- **Description of the task**: The word to look for is "negative". Report every line of the entries below that has it.

- **Stored items**:

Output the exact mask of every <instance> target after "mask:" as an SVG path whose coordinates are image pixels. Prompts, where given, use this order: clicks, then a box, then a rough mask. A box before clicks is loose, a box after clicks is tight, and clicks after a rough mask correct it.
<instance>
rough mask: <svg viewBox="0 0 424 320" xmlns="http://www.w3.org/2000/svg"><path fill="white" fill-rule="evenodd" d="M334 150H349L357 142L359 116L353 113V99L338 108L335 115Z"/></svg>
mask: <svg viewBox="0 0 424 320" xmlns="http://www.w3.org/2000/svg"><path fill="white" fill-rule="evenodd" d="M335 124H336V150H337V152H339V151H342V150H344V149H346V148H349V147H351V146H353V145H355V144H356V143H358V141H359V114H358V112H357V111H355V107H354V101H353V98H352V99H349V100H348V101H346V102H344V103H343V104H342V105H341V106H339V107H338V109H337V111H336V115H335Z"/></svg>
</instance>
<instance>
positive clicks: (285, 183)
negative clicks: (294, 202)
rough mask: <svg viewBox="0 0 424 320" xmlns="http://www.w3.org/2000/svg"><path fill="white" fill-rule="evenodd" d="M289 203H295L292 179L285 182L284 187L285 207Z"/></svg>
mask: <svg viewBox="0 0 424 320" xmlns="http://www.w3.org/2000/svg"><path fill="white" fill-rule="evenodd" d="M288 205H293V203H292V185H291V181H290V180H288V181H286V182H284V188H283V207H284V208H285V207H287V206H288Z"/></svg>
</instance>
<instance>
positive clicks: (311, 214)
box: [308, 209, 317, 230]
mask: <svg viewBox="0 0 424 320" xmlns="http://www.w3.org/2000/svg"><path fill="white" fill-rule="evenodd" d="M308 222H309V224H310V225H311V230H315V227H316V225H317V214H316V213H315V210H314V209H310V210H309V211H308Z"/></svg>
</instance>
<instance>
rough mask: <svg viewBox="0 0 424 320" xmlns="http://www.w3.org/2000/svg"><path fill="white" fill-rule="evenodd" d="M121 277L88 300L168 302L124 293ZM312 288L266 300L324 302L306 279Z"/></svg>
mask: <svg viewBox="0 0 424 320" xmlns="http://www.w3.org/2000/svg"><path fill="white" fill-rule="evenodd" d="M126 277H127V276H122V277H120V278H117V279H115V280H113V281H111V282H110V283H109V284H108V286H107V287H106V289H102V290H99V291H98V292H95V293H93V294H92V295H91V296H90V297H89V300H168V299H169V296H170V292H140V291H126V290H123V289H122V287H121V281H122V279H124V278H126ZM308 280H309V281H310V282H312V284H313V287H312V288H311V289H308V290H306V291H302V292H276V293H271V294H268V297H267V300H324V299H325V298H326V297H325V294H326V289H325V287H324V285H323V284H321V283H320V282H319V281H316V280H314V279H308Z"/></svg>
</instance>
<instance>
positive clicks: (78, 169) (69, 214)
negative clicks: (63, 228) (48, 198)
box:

- **Output for this task**:
negative clicks: (294, 202)
negative clicks: (63, 228) (48, 198)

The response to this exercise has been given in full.